_Job:_ Please rewrite everything from the row containing "Q: Find one point on every instance of the guardrail" down to the end of the rows, changing "record the position" to "write down the position" and leaving all else the same.

_Given records:_
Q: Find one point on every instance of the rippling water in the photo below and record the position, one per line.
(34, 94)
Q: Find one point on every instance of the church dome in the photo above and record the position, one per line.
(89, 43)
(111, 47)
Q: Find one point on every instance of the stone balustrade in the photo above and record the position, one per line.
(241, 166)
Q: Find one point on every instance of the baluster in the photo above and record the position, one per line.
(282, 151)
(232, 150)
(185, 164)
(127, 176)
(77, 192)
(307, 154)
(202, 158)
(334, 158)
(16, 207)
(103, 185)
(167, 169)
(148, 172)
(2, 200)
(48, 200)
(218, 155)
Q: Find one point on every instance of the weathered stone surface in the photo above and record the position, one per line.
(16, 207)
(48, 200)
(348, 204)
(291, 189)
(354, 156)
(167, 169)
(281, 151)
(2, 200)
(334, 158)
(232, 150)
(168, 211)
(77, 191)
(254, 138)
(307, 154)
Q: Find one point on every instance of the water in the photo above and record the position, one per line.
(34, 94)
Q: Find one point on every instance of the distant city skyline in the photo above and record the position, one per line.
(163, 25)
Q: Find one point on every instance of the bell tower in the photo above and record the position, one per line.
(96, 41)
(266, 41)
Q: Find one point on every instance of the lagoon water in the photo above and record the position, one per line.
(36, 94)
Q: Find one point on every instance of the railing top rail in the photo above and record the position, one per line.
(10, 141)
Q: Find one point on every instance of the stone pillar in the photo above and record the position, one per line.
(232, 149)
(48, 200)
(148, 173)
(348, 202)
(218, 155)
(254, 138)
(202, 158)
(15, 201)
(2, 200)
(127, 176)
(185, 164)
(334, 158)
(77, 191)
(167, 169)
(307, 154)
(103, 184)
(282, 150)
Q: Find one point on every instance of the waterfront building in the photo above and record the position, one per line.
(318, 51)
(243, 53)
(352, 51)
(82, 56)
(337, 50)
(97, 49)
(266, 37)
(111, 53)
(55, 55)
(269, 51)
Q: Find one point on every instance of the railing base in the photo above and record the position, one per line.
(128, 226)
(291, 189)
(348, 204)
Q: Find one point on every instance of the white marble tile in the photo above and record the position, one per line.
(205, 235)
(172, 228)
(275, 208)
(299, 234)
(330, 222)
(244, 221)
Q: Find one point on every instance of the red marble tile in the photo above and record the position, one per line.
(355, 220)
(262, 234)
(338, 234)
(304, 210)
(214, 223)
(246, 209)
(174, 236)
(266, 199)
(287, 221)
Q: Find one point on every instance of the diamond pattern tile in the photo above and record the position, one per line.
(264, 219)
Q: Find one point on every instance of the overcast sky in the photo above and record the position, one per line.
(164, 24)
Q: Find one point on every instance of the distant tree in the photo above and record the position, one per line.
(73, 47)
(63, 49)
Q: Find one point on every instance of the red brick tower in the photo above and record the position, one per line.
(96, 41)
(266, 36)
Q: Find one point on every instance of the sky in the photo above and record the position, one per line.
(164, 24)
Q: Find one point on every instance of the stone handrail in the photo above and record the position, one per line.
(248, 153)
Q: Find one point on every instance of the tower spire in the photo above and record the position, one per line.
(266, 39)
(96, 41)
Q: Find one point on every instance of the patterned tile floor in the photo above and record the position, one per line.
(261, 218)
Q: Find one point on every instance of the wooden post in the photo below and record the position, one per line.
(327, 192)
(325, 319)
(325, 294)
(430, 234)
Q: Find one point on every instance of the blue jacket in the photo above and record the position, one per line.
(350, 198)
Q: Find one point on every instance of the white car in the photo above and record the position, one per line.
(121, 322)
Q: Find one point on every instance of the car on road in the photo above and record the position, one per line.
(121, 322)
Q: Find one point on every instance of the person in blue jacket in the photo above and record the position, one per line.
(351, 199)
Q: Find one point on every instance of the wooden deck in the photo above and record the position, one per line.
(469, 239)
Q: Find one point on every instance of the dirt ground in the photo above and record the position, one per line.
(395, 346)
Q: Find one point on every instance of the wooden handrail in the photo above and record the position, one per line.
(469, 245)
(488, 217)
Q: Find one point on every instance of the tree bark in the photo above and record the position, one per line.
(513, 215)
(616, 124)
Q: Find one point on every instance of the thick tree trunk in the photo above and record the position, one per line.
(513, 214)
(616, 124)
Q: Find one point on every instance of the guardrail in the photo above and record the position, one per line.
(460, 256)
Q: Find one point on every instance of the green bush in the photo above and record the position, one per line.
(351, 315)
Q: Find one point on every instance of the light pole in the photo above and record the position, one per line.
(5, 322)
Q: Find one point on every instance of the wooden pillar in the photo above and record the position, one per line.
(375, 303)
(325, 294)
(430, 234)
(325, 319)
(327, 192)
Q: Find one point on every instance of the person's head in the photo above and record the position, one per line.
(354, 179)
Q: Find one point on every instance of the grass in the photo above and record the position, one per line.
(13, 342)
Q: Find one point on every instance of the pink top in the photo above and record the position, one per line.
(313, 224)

_Result for this task:_
Q: Find one point on every instance of the guardrail in the photo above and write down the position, one per line.
(460, 256)
Q: Find one point on every instance of the green bush in the photo above and write down the position, one per line.
(351, 315)
Q: Find one point on every instance of the light pole in the photo above and write down the position, one per line.
(5, 322)
Q: Find one point on every instance of the wooden pillar in the photo above and write down the position, one per line.
(375, 303)
(325, 294)
(430, 234)
(325, 319)
(327, 192)
Q: Find one point on every instance of the person's head in the photo above and write down the position, one per line.
(354, 179)
Q: Find one point on every instance of the grass in the photo above and write down the position, one per line.
(13, 342)
Q: Find one point on every instance of the pink top in the photo above and write down the position, one per line.
(313, 224)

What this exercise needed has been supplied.